- [AIM]: Reproduce every one of the following lines word for word, keeping them in the same order.

-- start of DATA TO USE --

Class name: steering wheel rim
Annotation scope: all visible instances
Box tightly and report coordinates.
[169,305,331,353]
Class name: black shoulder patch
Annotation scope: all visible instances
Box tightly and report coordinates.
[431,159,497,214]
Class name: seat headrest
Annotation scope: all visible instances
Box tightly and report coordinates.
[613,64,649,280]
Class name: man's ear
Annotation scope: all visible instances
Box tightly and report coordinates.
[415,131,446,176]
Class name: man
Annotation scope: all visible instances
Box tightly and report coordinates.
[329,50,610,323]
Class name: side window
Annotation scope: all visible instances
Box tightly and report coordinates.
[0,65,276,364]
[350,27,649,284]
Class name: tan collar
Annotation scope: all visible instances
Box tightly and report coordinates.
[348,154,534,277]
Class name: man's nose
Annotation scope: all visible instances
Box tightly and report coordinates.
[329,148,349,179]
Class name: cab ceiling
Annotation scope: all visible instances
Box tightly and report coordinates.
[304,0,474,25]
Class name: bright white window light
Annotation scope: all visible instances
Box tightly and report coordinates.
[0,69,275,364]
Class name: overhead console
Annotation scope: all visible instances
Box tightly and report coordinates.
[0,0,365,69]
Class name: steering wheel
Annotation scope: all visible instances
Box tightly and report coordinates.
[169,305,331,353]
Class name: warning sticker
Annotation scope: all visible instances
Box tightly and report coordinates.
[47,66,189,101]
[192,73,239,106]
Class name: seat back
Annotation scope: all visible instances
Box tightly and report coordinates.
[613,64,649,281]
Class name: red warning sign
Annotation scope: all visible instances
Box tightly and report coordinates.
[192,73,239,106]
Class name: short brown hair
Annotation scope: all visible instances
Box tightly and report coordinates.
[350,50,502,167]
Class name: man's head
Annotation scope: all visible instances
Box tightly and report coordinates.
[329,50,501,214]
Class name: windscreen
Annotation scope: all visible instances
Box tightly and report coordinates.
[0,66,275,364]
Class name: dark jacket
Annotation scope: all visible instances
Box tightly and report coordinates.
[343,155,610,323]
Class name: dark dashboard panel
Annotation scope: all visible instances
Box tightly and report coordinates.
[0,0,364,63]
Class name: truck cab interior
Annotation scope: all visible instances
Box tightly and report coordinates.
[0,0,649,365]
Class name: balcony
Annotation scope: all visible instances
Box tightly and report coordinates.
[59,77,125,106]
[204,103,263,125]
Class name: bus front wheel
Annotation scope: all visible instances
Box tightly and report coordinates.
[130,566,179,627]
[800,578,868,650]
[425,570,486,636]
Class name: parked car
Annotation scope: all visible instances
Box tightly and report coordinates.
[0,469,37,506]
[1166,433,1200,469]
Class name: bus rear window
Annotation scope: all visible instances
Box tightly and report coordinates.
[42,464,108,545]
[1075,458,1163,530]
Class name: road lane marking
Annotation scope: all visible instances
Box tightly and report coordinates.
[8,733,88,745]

-- end of DATA TO USE --

- [WORKED ANSWER]:
Class name: steering wheel rim
Annotation scope: all visible instances
Box tightly and report coordinates.
[169,305,331,353]
Class name: black shoulder patch
Annotation scope: all visible instances
Box tightly and report coordinates.
[431,159,497,214]
Class name: seat headrest
Annotation scope: all visible instances
Box tightly and report coordinates.
[613,64,649,280]
Class name: man's ear
Annotation scope: all visible instances
Box tightly and report coordinates.
[415,131,446,176]
Class name: man
Annotation scope: all visible instances
Box tightly and report coordinates.
[329,50,610,323]
Class name: side window
Annotation scope: all visible instances
Box tightly and report coordinates.
[0,65,276,364]
[350,27,649,284]
Class name: tan collar
Annotation scope: all visible instances
Box tightly and report coordinates.
[348,154,534,277]
Class name: man's nose
Annotation scope: all visible instances
Box tightly and report coordinates.
[329,148,349,179]
Class name: cab ceiling
Annotation scope: all visible instances
Box tightly and report coordinates.
[304,0,474,25]
Class name: bright white window light
Annotation scope: all visible instances
Box tightly and report coordinates.
[0,69,275,364]
Class name: overhead console
Annotation scope: all visible instances
Box tightly and report coordinates.
[0,0,365,69]
Class name: steering wheel
Annotation scope: all visible instances
Box tightly and report coordinates.
[169,305,331,353]
Class name: warning sticker
Annotation scope: all visible instances
Box tightly and report coordinates.
[47,66,189,101]
[192,73,239,106]
Class name: seat back
Annotation scope: all visible instances
Box tightly and report coordinates.
[613,64,649,281]
Class name: red warning sign
Annotation scope: all visible instances
Box tightly and report coordinates.
[192,73,239,106]
Class name: short brown hair
Annotation scope: all visible instances
Box tightly and report coordinates.
[350,50,502,167]
Class name: man's head
Annotation scope: all visible instances
Box tightly and report coordinates.
[329,50,501,214]
Class name: windscreen
Annotation scope: all visible instances
Box tightly and report coordinates.
[0,66,275,364]
Class name: dark jacket
Annotation scope: all visible instances
Box tightly and report coordinates.
[343,155,610,323]
Class name: dark dashboard panel
Annotation scope: all visible instances
Box tightly and report coordinates.
[0,0,364,63]
Class name: truck cab interior
Annotation scope: all visible instances
Box tightly and report coordinates.
[0,0,649,365]
Class name: balcony
Annotation scope: all visible instances
Box tightly and report coordinates.
[59,77,125,106]
[204,103,263,125]
Class name: bus front wheel
Annotation scope: all visible instances
Box tightly and report coordinates.
[130,566,179,627]
[800,578,868,650]
[425,570,486,636]
Class name: parked car
Annotation scope: all visible instances
Box tightly and report coordinates.
[0,469,37,506]
[1166,433,1200,469]
Class name: bus rear window
Annotation scope: all visible instances
Box tightly and report coordinates.
[42,464,108,545]
[1075,458,1163,530]
Class name: road lane marking
Annotation scope: all visible instances
Box tightly and report coordinates.
[8,733,88,745]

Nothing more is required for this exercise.